**EXERCISE DESCRIPTION:**
Quote every line as written. Omit pictures.

(Entries from a pointing dataset)
######
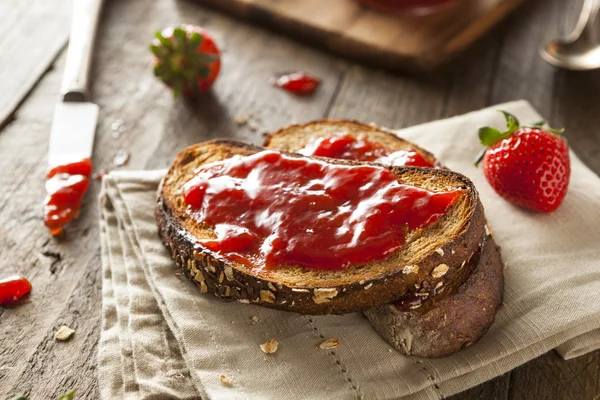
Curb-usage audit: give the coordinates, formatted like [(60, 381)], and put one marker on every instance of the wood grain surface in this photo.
[(65, 274), (394, 41), (32, 33)]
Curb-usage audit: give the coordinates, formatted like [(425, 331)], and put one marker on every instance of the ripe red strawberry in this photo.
[(528, 166), (187, 59)]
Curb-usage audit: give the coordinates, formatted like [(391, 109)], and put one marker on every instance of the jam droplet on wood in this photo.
[(13, 289), (298, 83)]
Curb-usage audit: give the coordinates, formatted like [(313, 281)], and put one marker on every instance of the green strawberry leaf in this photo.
[(195, 41), (480, 157), (177, 88), (158, 51), (68, 396), (512, 123), (488, 136), (180, 38)]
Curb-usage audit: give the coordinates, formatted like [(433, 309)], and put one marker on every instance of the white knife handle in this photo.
[(84, 23)]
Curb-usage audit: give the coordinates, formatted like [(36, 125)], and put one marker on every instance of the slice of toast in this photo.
[(436, 326), (292, 138), (430, 256)]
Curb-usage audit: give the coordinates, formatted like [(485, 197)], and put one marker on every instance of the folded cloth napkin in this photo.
[(161, 338)]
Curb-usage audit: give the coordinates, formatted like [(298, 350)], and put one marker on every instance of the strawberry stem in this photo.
[(480, 157)]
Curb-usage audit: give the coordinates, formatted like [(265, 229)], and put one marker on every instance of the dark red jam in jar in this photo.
[(13, 289), (416, 7), (348, 147), (66, 185), (271, 209)]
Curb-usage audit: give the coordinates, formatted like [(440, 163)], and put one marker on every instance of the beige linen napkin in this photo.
[(161, 338)]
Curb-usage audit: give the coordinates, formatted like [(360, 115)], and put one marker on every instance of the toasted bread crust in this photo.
[(452, 323), (231, 281), (294, 137)]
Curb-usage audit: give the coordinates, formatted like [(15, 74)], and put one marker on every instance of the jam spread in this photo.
[(271, 209), (347, 147), (13, 289), (298, 83), (65, 187)]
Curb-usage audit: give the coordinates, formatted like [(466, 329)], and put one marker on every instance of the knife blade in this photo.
[(73, 124), (72, 134)]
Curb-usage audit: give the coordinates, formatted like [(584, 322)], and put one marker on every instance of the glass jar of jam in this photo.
[(414, 7)]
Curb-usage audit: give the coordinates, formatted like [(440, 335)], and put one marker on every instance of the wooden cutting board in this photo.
[(396, 42)]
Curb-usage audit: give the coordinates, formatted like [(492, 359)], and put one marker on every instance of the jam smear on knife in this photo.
[(66, 185)]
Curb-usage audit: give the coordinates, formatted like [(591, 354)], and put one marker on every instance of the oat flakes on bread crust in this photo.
[(452, 323), (313, 291), (434, 326)]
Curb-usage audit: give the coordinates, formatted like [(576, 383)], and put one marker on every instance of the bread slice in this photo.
[(452, 323), (430, 256), (429, 325), (295, 137)]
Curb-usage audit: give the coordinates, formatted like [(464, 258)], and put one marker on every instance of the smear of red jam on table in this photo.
[(348, 147), (271, 209), (298, 83), (65, 187), (13, 289)]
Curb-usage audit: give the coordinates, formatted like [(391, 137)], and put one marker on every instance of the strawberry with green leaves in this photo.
[(186, 59), (529, 166)]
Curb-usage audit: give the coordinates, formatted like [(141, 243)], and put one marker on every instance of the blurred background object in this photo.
[(580, 50)]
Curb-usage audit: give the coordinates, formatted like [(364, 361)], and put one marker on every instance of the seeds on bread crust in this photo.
[(439, 271), (267, 296), (410, 269), (324, 295)]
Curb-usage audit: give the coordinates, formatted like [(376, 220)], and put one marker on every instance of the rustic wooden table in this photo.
[(65, 274)]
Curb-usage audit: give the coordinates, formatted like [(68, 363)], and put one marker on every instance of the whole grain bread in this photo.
[(430, 256), (294, 137), (433, 322), (451, 323)]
######
**ANSWER BELOW:**
Curb-usage audit: give the coordinates, formatted like [(60, 381)], and put one marker on every instance of the wood grain surface in this photo.
[(65, 274), (394, 41), (32, 33)]
Curb-usage audit: give the coordinates, formatted like [(425, 331)], and put one marker on every instance of the ripe red strawberry in this photo.
[(528, 166), (187, 59)]
Curb-usage audit: give the coordinates, formatted like [(391, 109)], and put one marker on every instance of the jam droplet on wood in this photo.
[(13, 289), (298, 83)]
Curb-usage audit: give the coordinates, formatted like [(313, 281)], and put one marker on every instance of the green strawberry leaf in this photo.
[(195, 41), (480, 157), (177, 88), (158, 51), (68, 396), (512, 123), (488, 136), (180, 38)]
Curb-usage audit: give the coordinates, formatted like [(433, 309)], and put one marker on every instance of the white knife handle in this photo.
[(84, 23)]
Curb-usage audit: give the coordinates, formatted like [(36, 125)], and put one marker on every instance of the slice of toast in this photo.
[(436, 326), (292, 138), (430, 256)]
Curb-usage audit: give the coordinates, formatted like [(485, 197)], and put one marker on every instance of the folded cloth napkin in this photo.
[(161, 338)]
Curb-usage audit: give the coordinates, formatted like [(298, 350)], and put one marker on every instance of the strawberry stem in this photo.
[(480, 157)]
Curb-usage audit: give the coordinates, formatted like [(265, 229)], and put one marker on every instance of the dark red jam in jar in this photo.
[(13, 289), (416, 7), (348, 147), (66, 185), (271, 209)]
Curb-usage audit: give the coordinates, formatted like [(440, 163)], and put one marker on every instance of the beige linen napkin in this photo.
[(161, 338)]
Curb-usage audit: give the coordinates, formatted like [(360, 115)], and put one marker on every instance of the toasted bread crust in this photo.
[(452, 323), (231, 281), (294, 137)]
Curb-usage audit: give the coordinates, formatted like [(15, 74)], and put one marker on every instance of the jam spread in this photo.
[(271, 209), (347, 147), (13, 289), (298, 83), (65, 187)]
Curb-usage audit: give the coordinates, formatted like [(466, 329)], and put one marker on every instance of the knife blade in this photo.
[(73, 124), (72, 134)]
Curb-usage audit: give the coordinates, formatted like [(584, 322)], and put one marker on every instance of the glass jar of jam in this photo.
[(414, 7)]
Curb-usage audit: give the coordinates, formatted like [(440, 335)], and put one marker on every instance of the wooden cutting board in this photo.
[(396, 42)]
Curb-usage audit: give the coordinates, formatted like [(492, 359)], and put one marker on every instance of the jam smear on knife in this photo.
[(66, 185)]
Curb-usage audit: give the coordinates, formatted like [(591, 354)], and put one marker on every instance of the oat flakes on bread crust in this photo.
[(452, 323), (313, 291), (434, 326)]
Curb-usage audit: give the coordinates, formatted like [(576, 383)], and put one marker on every instance of the bread slice in this photo.
[(452, 323), (430, 256), (429, 325), (295, 137)]
Curb-usage audit: give the coordinates, formatted like [(464, 258)], and put one marker on every instance of the smear of red jam on table in this photo.
[(348, 147), (271, 209), (298, 83), (65, 187), (13, 289)]
Curb-usage audit: give the coordinates, formatted like [(391, 137)], and put one marker on every instance of the strawberry with green leaves in this photo.
[(186, 59), (529, 166)]
Curb-usage audit: give the coordinates, formatted like [(141, 243)], and put one marker on every instance of the blurred background object in this photo.
[(580, 50)]
Curb-usage audit: give the coordinates, formatted like [(364, 361)], and put one marker on every instance of the seeds on bread crust in this photo.
[(439, 271), (267, 296), (410, 269), (324, 295)]
Curb-usage audit: give the coordinates, formatted like [(376, 220)], and put one marker on every instance of the rustic wooden table in this photo.
[(65, 274)]
Curb-usage audit: give the coordinates, formatted like [(68, 363)], and put one marker on every instance of the whole grain bread in this photo.
[(430, 256), (294, 137), (433, 322), (451, 323)]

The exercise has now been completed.